Problem set =
1. According to the Ney Awards article, where was the Military Foodservice Awards dinner held?
2. Do the following statements agree with the Ney Awards article? For each, answer yes or no and quote the words that decide it. (a) USS Iowa is homeported in Groton, Conn. (b) The awards dinner was hosted by Naval Supply Systems Command. (c) Don McAdams is assigned to USS San Diego.
3. Write a continuation of the Ney Awards article, starting after its final paragraph.

Document extract =
CHICAGO – Sailors representing the Navy's afloat and ashore winners of the 2026 Captain Edward F. Ney Memorial Food Service Awards were formally honored during a Military Foodservice Awards dinner at the Palmer House Hilton Hotel in Chicago, May 15.
“These young men and women represent the best of the best of our society, and now they're being recognized as the best of the best in their craft,” said Rear Adm. Kevin M. Corcoran, deputy commander, Naval Supply Systems Command (NAVSUP). “That is excellence and how this nation was built. That's how this nation sustains itself, and that's how this Navy is going to be the best in the world for a long time.”
Winners included teams from Virginia-class attack submarines USS Iowa (SSN 797), homeported in Groton, Conn., and USS Mississippi (SSN 782), homeported in Pearl Harbor, Hawaii; Arleigh Burke-class guided-missile destroyers USS Nitze (DDG 94), homeported in Norfolk, Va., and USS Decatur (DDG 73), homeported in Pearl Harbor; San Antonio-class amphibious transport dock ships USS Fort Lauderdale (LPD 28), homeported in Norfolk, and USS San Diego (LPD 22), homeported in San Diego; America-class amphibious assault ship USS Makin Island (LHD 8), homeported in San Diego; Nimitz-class aircraft carrier USS George H. W. Bush (CVN 77), homeported in Norfolk; Naval Station Newport, R.I.; Naval Air Station North Island, San Diego; and Commander, Fleet Activities Yokosuka, Japan.
"I feel like this is a shout-out to who's the best within their class, plus it's a good morale boost. It gives each person, down to the cook on watch, motivation," said Culinary Specialist 1st Class Edward Collins, assigned to USS San Diego. "Every position matters, especially when it comes down to cleaning and administration. Everything matters, everything gets inspected, so when someone wins the Ney, it means everyone did their part."
For Navy culinary teams across the fleet, winning a Ney Award is a significant achievement, recognizing excellence in food quality, professionalism, service, and a commitment to maintain superior standards.
“To ‘think Ney every day’ is to give one hundred percent every day; with sanitation, putting out the best product, being in the storerooms, and making sure inventory is straight. Our records keeper and her ability to keep up with the books and keep everything financially together, is what I think Ney every day means,” said Culinary Specialist 1st Class Don McAdams, assigned to USS Makin Island. “I'm honored to be here. I won the Ney as a junior guy, but I didn't really understand what it meant and the impact it has until now.”
“This shows the junior guys that you can actually win something. With all your effort, putting in a little extra work, you can get some recognition, go someplace you’ve never been, learn new things, and network with others,” said Culinary Specialist 3rd Class Ashley Bass, assigned to Commander, Fleet Activities Yokosuka. “It also brings the community together and shows that being a cook isn't just galley work or work with no gratitude. This event is our thank you for everything we do.”
Hosted by the National Restaurant Association (NRA) and NRA Educational Foundation, the awards dinner was held in conjunction with a three-day training event for Sailors and military personnel that included effective restaurant management, agricultural readiness and sustainable sourcing, whole-product utilization and culinary efficiency, menu innovation and planning, and opportunities to learn about new products, equipment, and best practices.

Given data =

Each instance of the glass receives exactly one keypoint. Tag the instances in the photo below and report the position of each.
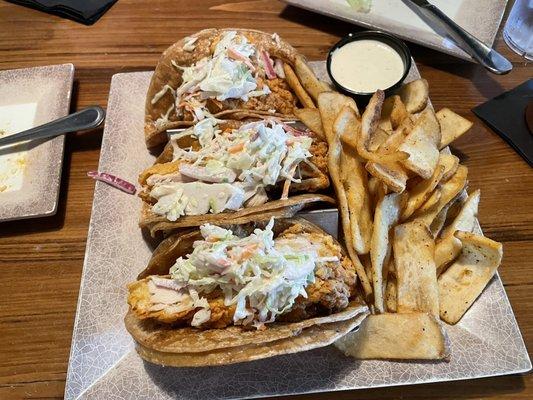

Answers given =
1. At the Palmer House Hilton Hotel in Chicago.

2.
(a) Yes: "USS Iowa (SSN 797), homeported in Groton, Conn."
(b) No: "Hosted by the National Restaurant Association (NRA) and NRA Educational Foundation"
(c) No: "Culinary Specialist 1st Class Don McAdams, assigned to USS Makin Island"

3.
“I really enjoyed the event. It definitely showed me some different aspects of the restaurant side,” said Bass. “I like learning about the different aspects and how I could change my mindset of the cooking industry because it’s not all about cooking. A lot of it is management, taking numbers, and putting the right people in the right positions.”
The annual competition is also designed to improve Sailors' quality of life, with the galley playing an essential role in crew morale and warfighting readiness.
"On submarines, the galley is where the entire crew's morale comes from," said Senior Chief Culinary Specialist Sean Higgins, assigned to USS Mississippi. "We had a very high operational tempo when I first got there, and we were surge deployed for a little bit. In a time when morale should have gone down, the morale actually increased.
"[Sailors] come to the galley and get a hot, fresh, good meal. That's the one thing they're looking forward to while on watch, and it really brings their morale up," he said.
The Ney Awards process starts with 23 unit nominations by type commanders, followed by scheduled day-long evaluations by senior Navy food service management personnel. It includes an in-depth evaluation of galley management, operations, sanitation, and menu adherence, culminating in scoring and determination of 11 winners by a NAVSUP evaluation team.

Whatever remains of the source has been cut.